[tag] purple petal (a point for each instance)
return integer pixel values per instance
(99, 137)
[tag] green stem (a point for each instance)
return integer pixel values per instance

What the exercise asks
Repeat the line containing "[tag] green stem (a point for each instance)" and all subsequent lines through the final line of the data, exactly and with no others.

Answer section
[tag] green stem (a point for each instance)
return integer pixel values per instance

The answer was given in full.